**Task requirements**
Only lines containing "hoodie" belong in the answer, each copied from the entries below.

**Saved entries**
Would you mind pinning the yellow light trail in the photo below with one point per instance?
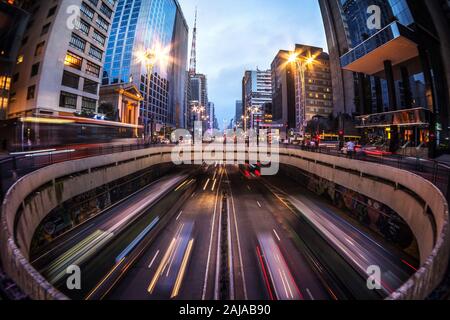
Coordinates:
(158, 273)
(180, 277)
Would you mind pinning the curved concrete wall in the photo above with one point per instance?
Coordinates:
(408, 194)
(80, 176)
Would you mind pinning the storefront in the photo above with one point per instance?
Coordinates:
(397, 130)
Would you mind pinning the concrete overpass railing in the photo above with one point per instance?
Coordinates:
(416, 200)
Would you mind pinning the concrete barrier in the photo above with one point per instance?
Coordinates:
(416, 200)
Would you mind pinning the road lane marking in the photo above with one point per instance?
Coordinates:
(158, 273)
(238, 241)
(153, 260)
(205, 283)
(180, 277)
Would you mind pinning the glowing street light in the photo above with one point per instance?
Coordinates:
(302, 63)
(149, 58)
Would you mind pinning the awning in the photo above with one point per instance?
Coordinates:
(394, 42)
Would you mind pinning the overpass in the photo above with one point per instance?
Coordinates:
(415, 199)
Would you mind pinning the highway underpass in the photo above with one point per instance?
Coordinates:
(221, 233)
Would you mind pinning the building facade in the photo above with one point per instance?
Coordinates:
(257, 90)
(239, 113)
(198, 97)
(13, 21)
(399, 61)
(283, 92)
(313, 85)
(138, 26)
(58, 69)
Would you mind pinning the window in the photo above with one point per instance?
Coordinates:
(92, 69)
(88, 105)
(51, 11)
(83, 27)
(67, 100)
(24, 41)
(30, 92)
(102, 23)
(20, 59)
(73, 61)
(90, 86)
(77, 42)
(45, 29)
(35, 69)
(106, 10)
(39, 49)
(70, 80)
(99, 37)
(88, 12)
(96, 53)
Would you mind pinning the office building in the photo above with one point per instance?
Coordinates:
(145, 26)
(400, 68)
(256, 91)
(58, 68)
(12, 27)
(239, 113)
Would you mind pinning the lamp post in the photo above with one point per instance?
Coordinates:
(197, 110)
(301, 64)
(149, 58)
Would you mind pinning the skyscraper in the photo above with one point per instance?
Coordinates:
(401, 71)
(239, 114)
(283, 88)
(257, 90)
(14, 21)
(58, 68)
(140, 25)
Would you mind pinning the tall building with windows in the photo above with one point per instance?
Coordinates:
(198, 97)
(239, 114)
(401, 70)
(13, 22)
(141, 25)
(314, 97)
(58, 68)
(302, 87)
(283, 91)
(256, 91)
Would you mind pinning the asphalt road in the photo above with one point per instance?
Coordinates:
(231, 237)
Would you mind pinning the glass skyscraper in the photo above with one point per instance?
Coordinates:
(400, 86)
(139, 25)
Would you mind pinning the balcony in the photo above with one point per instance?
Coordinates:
(395, 43)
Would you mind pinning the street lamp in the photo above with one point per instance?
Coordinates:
(302, 63)
(197, 110)
(149, 57)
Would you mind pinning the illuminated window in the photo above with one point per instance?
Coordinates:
(73, 61)
(5, 82)
(39, 49)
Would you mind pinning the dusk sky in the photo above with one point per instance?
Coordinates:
(238, 35)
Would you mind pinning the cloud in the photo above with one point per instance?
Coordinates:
(237, 35)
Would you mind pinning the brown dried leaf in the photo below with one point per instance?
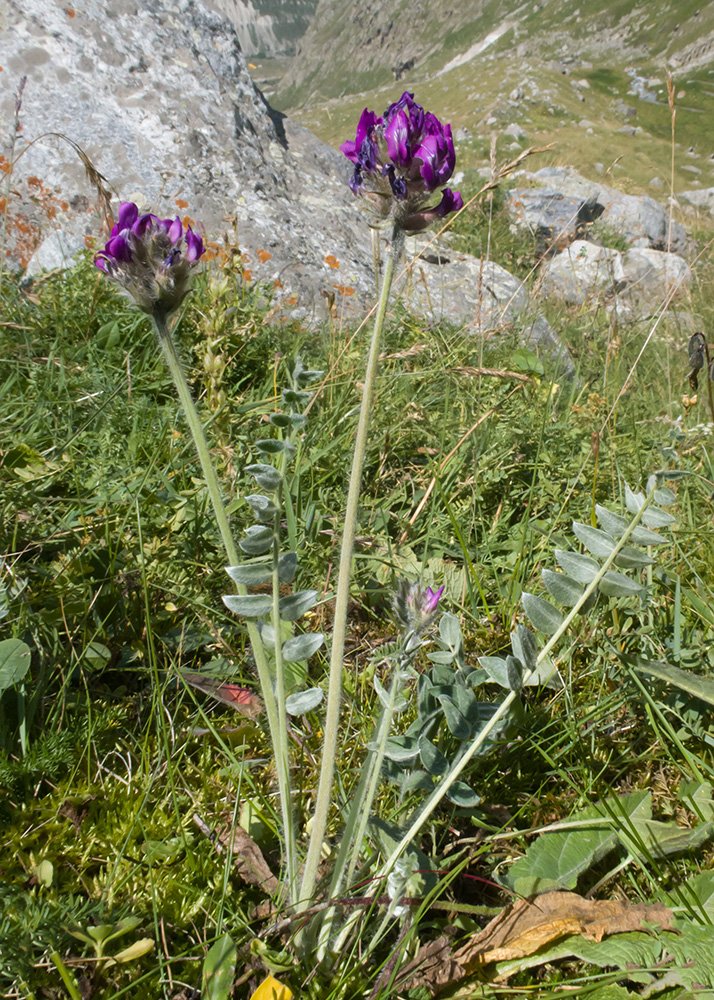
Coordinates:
(248, 859)
(526, 926)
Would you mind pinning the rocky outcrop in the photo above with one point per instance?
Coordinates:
(158, 96)
(268, 27)
(638, 283)
(639, 219)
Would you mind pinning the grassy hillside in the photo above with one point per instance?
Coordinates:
(567, 75)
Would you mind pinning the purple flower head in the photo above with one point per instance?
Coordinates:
(416, 606)
(400, 160)
(151, 258)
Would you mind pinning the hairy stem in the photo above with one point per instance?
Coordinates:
(168, 347)
(332, 712)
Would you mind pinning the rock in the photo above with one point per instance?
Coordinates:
(581, 271)
(516, 131)
(159, 97)
(700, 199)
(651, 277)
(638, 282)
(553, 218)
(630, 216)
(59, 250)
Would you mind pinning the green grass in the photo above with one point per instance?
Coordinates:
(113, 576)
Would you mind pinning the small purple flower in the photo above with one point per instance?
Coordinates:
(150, 258)
(400, 160)
(416, 606)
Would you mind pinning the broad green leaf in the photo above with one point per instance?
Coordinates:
(542, 615)
(582, 568)
(44, 871)
(596, 541)
(562, 588)
(664, 496)
(219, 969)
(297, 398)
(265, 476)
(613, 524)
(297, 604)
(400, 749)
(256, 541)
(633, 501)
(514, 668)
(303, 701)
(301, 647)
(458, 725)
(264, 510)
(616, 585)
(555, 860)
(443, 656)
(525, 646)
(643, 536)
(461, 795)
(417, 779)
(250, 574)
(272, 446)
(432, 758)
(700, 687)
(450, 630)
(135, 951)
(96, 654)
(248, 605)
(629, 558)
(15, 657)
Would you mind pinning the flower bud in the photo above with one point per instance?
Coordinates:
(400, 160)
(151, 258)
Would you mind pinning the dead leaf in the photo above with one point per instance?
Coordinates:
(248, 859)
(526, 926)
(239, 698)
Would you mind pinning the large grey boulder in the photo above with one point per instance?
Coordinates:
(581, 271)
(639, 282)
(554, 218)
(158, 95)
(641, 220)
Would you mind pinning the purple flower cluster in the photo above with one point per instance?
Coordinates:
(151, 258)
(416, 606)
(400, 160)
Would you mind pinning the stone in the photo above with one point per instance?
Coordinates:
(158, 96)
(636, 284)
(632, 217)
(553, 218)
(581, 272)
(700, 199)
(59, 250)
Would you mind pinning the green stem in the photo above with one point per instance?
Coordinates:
(209, 474)
(460, 763)
(332, 712)
(282, 754)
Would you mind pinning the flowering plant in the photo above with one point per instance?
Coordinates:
(400, 160)
(151, 258)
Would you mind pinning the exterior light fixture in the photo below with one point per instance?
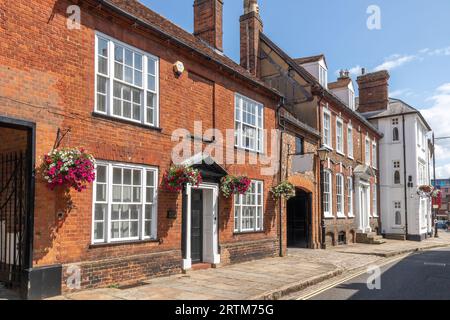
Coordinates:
(323, 153)
(178, 68)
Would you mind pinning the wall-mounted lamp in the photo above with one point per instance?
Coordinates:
(323, 153)
(171, 214)
(410, 183)
(178, 68)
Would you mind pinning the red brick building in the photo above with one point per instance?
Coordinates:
(110, 87)
(345, 207)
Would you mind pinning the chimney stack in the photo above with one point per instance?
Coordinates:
(344, 74)
(208, 22)
(373, 91)
(251, 27)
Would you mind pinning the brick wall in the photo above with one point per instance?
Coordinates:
(303, 181)
(344, 165)
(48, 78)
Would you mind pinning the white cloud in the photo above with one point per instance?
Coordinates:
(395, 61)
(401, 93)
(445, 88)
(439, 119)
(443, 172)
(440, 52)
(354, 72)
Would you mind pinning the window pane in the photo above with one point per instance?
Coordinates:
(103, 65)
(127, 176)
(117, 175)
(150, 178)
(148, 211)
(138, 61)
(149, 194)
(151, 83)
(101, 174)
(136, 194)
(118, 53)
(118, 71)
(98, 230)
(128, 57)
(115, 211)
(151, 67)
(136, 177)
(117, 193)
(100, 212)
(138, 78)
(126, 197)
(128, 74)
(147, 227)
(115, 230)
(102, 47)
(101, 192)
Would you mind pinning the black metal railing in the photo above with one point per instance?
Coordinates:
(13, 208)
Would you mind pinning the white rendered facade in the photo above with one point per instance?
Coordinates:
(398, 148)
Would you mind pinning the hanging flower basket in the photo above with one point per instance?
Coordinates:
(69, 168)
(234, 185)
(176, 176)
(435, 194)
(425, 190)
(284, 189)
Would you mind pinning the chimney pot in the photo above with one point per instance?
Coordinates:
(250, 29)
(208, 22)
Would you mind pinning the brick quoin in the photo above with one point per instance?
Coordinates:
(47, 77)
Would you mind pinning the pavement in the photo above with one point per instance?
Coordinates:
(266, 279)
(419, 276)
(6, 294)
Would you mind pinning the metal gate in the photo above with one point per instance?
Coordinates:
(13, 211)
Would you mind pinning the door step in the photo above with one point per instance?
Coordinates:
(199, 266)
(369, 238)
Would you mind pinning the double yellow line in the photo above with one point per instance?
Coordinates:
(352, 276)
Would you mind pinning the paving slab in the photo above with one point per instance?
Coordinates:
(270, 278)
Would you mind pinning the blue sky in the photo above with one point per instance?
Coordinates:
(413, 43)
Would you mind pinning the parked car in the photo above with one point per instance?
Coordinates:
(442, 225)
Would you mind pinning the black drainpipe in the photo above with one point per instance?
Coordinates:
(404, 177)
(280, 177)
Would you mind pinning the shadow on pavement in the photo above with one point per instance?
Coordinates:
(422, 276)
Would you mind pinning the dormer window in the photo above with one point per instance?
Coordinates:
(351, 100)
(323, 76)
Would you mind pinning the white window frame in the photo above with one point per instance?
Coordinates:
(340, 196)
(259, 214)
(397, 207)
(239, 122)
(326, 137)
(350, 141)
(323, 76)
(112, 42)
(396, 169)
(367, 148)
(374, 155)
(340, 145)
(374, 201)
(421, 173)
(350, 196)
(107, 219)
(328, 213)
(395, 124)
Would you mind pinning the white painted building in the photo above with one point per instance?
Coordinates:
(404, 160)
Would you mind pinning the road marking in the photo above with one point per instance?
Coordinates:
(336, 283)
(435, 264)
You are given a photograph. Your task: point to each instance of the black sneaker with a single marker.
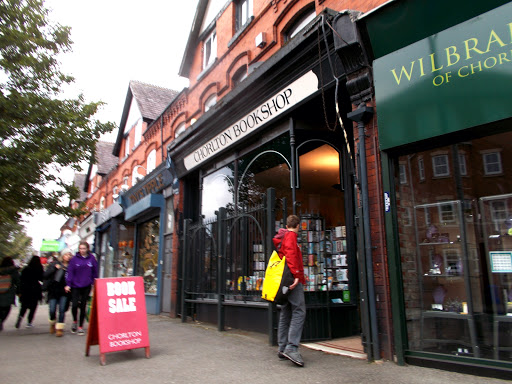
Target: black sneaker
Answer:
(294, 357)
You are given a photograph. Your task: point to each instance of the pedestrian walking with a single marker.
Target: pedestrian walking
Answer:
(9, 286)
(293, 312)
(58, 298)
(82, 270)
(30, 292)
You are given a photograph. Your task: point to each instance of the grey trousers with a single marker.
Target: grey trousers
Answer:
(291, 320)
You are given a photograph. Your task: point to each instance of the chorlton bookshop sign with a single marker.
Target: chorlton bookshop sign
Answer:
(254, 120)
(118, 319)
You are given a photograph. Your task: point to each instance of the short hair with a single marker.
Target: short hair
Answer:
(292, 221)
(63, 252)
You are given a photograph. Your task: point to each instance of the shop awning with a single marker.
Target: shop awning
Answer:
(51, 246)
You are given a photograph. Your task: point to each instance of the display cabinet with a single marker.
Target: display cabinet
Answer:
(444, 242)
(324, 252)
(497, 233)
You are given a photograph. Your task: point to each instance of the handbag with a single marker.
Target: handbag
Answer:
(278, 279)
(59, 274)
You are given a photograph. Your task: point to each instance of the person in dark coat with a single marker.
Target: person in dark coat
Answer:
(55, 277)
(8, 298)
(31, 292)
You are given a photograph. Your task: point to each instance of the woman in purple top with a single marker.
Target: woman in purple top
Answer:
(82, 270)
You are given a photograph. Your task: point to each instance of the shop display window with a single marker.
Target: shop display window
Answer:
(147, 260)
(456, 252)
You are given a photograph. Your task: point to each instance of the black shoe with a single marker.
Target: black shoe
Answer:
(294, 357)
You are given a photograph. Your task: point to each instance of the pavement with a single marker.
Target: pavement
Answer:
(189, 352)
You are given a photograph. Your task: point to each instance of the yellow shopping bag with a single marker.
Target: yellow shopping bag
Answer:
(277, 280)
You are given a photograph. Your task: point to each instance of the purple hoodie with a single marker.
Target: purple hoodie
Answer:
(82, 271)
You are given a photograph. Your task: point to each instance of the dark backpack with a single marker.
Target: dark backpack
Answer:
(5, 283)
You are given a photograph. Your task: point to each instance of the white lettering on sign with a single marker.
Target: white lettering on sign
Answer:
(269, 110)
(121, 304)
(124, 338)
(121, 288)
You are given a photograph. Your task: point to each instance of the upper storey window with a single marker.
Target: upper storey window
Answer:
(210, 102)
(239, 75)
(243, 13)
(300, 22)
(127, 146)
(209, 49)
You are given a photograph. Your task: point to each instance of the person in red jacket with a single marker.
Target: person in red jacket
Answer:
(293, 313)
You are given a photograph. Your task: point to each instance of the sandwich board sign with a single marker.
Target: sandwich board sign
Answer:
(118, 319)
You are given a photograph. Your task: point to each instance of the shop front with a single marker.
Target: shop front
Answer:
(445, 129)
(145, 212)
(114, 242)
(275, 147)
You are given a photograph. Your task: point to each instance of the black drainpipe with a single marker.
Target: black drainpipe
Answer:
(294, 166)
(162, 135)
(362, 115)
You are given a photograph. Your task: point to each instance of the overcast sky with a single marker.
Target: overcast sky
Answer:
(115, 41)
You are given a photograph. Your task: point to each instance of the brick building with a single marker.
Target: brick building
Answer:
(347, 115)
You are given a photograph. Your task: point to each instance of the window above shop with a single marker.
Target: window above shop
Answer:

**Solution**
You are given a photograph. Your task: point to each instance of the purple hoodie with a single marker.
Target: purple hoodie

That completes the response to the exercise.